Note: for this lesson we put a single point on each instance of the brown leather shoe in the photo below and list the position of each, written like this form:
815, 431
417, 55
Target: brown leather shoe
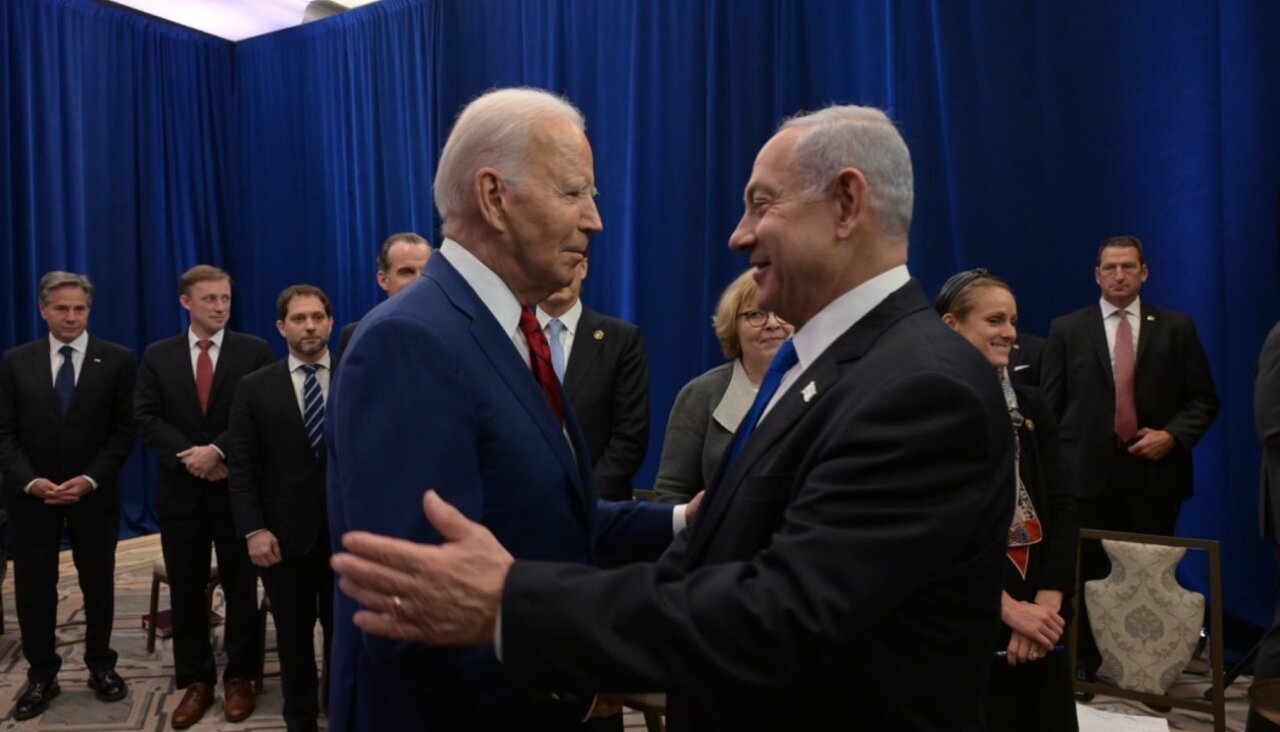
240, 699
195, 703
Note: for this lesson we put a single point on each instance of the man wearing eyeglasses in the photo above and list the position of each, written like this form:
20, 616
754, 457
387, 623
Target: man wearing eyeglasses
602, 364
1132, 389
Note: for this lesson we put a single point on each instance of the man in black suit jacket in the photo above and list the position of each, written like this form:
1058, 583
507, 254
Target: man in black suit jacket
182, 403
1136, 480
850, 558
1266, 417
278, 492
65, 426
602, 362
400, 261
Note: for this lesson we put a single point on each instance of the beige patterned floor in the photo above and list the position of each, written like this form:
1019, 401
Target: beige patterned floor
150, 676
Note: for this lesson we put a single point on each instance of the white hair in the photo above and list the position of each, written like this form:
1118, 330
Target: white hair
494, 131
860, 137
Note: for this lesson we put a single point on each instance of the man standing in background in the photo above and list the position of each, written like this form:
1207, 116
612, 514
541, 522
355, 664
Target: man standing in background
278, 492
182, 403
602, 364
65, 428
1132, 389
400, 261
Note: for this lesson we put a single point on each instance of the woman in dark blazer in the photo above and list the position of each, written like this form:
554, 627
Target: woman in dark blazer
709, 408
1031, 680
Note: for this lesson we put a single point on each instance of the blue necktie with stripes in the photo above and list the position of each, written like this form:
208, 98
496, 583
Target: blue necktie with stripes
312, 407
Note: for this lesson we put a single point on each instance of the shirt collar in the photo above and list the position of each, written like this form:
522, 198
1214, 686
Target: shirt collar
488, 286
295, 362
80, 344
1107, 309
570, 318
842, 312
192, 339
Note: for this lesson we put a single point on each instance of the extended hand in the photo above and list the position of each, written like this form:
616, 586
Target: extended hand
264, 549
444, 594
1152, 444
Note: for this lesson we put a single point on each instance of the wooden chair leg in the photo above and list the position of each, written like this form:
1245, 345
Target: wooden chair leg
155, 611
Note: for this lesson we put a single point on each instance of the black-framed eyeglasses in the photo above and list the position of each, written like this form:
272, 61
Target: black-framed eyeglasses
757, 318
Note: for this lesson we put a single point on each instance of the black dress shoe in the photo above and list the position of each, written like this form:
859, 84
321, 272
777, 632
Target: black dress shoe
108, 685
1088, 677
35, 699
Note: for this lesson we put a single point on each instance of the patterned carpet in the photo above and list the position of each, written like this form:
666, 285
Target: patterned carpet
150, 676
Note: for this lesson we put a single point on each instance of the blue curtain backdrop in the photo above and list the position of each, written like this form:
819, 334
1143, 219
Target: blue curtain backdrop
1037, 128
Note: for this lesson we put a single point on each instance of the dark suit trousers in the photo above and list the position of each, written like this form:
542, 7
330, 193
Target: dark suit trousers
184, 541
36, 536
1125, 504
301, 593
1267, 666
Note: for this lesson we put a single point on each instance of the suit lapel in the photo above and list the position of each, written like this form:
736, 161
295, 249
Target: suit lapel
1097, 335
504, 358
807, 392
224, 360
585, 348
1146, 330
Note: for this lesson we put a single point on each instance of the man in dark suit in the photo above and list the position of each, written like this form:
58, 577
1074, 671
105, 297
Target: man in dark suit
278, 492
602, 364
1266, 417
65, 426
400, 261
1132, 389
449, 385
182, 403
849, 561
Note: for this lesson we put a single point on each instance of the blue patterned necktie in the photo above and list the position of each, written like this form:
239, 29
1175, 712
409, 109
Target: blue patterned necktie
312, 407
64, 385
554, 328
782, 362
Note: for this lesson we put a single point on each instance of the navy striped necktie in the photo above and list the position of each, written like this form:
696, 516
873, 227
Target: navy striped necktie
312, 407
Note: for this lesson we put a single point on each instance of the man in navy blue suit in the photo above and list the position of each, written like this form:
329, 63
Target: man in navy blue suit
849, 561
449, 387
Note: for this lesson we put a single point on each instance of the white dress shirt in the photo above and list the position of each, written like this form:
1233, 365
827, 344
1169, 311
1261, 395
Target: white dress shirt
300, 379
1111, 324
570, 319
55, 364
813, 339
55, 358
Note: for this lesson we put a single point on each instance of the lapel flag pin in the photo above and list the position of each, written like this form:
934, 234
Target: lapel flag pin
809, 392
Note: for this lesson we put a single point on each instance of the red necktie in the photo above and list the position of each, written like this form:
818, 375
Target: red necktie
204, 375
1127, 413
540, 361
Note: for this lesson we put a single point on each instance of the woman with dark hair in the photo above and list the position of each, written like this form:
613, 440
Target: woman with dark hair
709, 408
1031, 676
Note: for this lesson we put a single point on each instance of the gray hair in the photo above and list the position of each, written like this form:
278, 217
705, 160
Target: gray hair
860, 137
494, 131
55, 279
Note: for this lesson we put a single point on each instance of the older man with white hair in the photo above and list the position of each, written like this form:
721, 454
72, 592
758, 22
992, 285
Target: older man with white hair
846, 568
449, 387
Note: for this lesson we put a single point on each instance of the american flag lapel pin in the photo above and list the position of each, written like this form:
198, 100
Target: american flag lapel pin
809, 392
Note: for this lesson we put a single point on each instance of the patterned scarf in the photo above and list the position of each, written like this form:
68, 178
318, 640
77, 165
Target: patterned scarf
1025, 529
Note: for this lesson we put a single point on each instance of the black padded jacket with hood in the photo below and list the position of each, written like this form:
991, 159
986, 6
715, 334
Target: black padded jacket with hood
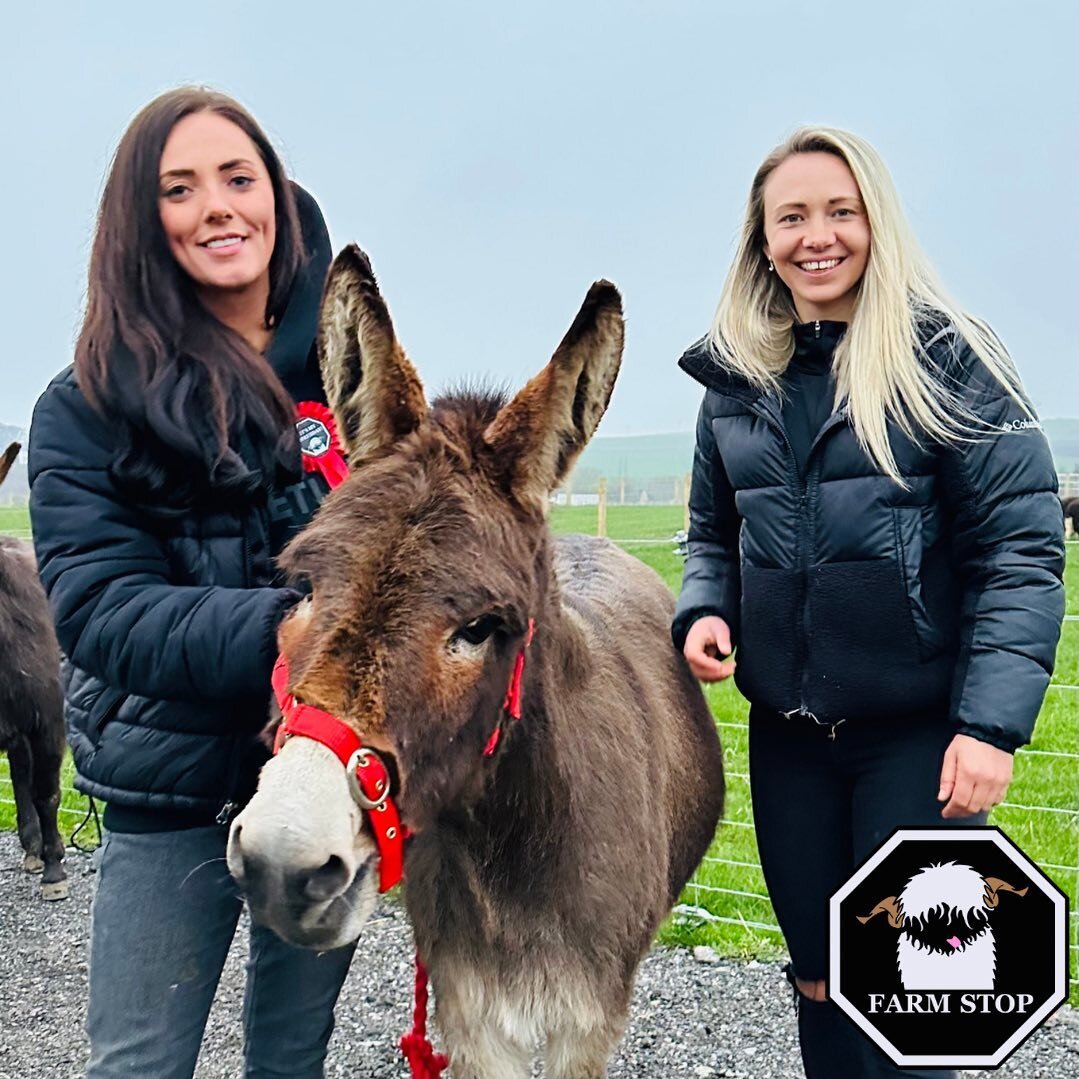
851, 598
168, 623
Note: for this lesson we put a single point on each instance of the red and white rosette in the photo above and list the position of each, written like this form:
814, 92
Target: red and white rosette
319, 445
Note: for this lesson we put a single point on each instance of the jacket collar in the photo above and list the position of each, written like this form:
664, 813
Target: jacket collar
291, 353
700, 364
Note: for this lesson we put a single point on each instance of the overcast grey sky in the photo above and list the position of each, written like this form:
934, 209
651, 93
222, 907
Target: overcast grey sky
495, 159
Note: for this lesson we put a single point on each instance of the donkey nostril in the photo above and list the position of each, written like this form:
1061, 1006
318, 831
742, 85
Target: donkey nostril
328, 881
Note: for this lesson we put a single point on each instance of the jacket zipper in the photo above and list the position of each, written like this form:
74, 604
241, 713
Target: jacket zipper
802, 489
805, 489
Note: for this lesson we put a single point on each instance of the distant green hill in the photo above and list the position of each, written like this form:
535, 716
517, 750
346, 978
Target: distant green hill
643, 460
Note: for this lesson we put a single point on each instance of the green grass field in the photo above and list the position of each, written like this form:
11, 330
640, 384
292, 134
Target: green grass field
1041, 814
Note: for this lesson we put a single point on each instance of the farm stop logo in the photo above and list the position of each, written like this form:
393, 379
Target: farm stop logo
948, 946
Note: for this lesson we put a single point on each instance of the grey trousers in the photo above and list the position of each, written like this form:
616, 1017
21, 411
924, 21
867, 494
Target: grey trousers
163, 918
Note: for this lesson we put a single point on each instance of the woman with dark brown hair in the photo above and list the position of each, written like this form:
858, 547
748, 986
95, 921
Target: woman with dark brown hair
166, 475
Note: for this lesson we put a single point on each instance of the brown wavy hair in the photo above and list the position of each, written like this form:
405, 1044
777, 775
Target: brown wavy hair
199, 412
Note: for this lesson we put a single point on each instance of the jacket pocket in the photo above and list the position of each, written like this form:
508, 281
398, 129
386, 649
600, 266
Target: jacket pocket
105, 711
911, 555
863, 656
768, 649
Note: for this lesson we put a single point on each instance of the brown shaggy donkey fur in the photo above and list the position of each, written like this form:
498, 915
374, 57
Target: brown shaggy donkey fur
31, 707
536, 877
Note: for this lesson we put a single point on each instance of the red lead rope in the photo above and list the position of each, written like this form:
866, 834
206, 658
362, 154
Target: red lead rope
423, 1062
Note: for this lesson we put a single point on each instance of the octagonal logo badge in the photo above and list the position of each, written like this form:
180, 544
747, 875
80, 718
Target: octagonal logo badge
948, 947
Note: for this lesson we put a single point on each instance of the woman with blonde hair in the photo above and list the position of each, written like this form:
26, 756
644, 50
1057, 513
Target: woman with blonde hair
874, 537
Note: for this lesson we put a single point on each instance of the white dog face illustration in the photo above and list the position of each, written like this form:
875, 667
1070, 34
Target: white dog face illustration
945, 939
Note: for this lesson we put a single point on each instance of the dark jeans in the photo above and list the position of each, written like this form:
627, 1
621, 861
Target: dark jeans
164, 914
820, 807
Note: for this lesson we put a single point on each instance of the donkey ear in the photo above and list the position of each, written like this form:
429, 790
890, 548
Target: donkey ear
8, 459
373, 391
538, 435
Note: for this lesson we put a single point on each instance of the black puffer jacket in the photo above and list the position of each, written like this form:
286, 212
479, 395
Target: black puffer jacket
168, 622
854, 599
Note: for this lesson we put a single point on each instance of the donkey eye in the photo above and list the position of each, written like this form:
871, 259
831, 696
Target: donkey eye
478, 630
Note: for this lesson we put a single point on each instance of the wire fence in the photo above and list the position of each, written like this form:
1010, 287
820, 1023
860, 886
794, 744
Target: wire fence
77, 817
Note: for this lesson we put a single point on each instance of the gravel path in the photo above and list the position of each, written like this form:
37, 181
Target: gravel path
690, 1019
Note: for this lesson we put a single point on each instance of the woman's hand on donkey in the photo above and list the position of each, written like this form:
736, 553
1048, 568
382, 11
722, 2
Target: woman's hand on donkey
708, 650
974, 777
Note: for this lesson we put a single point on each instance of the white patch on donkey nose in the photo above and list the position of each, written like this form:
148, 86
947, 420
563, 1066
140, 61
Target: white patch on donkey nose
299, 849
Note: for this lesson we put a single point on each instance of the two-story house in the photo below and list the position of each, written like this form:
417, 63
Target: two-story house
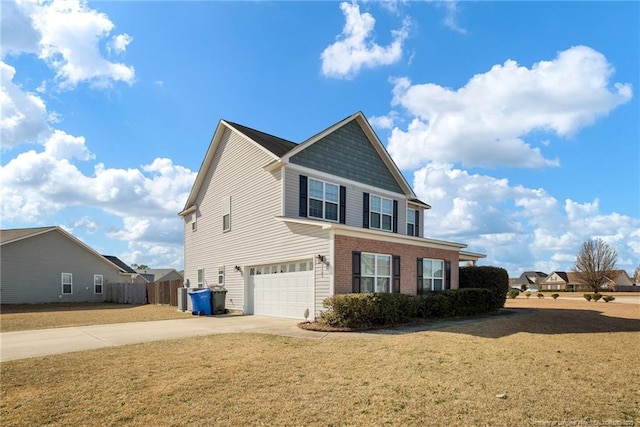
282, 226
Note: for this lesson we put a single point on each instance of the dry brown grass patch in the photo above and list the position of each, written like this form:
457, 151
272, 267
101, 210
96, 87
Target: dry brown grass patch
24, 317
566, 368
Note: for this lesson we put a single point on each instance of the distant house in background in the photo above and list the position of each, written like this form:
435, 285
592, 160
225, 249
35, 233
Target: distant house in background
47, 264
532, 279
159, 274
572, 282
127, 272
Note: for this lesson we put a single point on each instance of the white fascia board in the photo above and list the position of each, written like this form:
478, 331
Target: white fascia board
367, 233
344, 181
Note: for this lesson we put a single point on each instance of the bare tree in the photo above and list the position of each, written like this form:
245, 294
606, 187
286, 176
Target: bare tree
596, 263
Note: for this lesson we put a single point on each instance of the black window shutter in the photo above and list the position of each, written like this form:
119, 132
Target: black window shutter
419, 275
343, 204
355, 268
447, 274
396, 274
303, 195
395, 216
365, 210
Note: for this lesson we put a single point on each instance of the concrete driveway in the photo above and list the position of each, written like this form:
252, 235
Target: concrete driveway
44, 342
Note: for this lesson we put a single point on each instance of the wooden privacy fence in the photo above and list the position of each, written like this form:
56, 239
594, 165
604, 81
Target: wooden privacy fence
163, 293
126, 293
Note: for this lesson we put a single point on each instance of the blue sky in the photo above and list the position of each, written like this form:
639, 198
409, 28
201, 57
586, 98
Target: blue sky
516, 121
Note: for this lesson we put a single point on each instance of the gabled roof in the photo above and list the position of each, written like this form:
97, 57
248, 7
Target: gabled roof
276, 145
282, 150
14, 235
123, 267
375, 142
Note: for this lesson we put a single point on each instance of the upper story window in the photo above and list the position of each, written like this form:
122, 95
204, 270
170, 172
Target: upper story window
381, 213
67, 283
411, 222
324, 199
226, 214
97, 283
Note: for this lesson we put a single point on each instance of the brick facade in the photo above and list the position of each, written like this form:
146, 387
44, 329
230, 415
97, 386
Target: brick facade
345, 245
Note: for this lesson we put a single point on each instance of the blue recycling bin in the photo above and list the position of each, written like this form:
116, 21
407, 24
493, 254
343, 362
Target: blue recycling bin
201, 301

WHAT NEEDS TO BE DONE -> Scan the data above and copy each line containing the word "below".

ANSWER FOR THE TASK ->
Note: for this lesson we put a single point on each instance of the brown leather shoe in the photo below and list the position of each, written like this form:
Note: for this lesson we put a single point on each instance of the black padded jacket with hood in the photo below and list the position of each, written like this form:
Note: for this lesson we put a single point on each instance of the two-story house in the photo below and list the position of each, written like this form:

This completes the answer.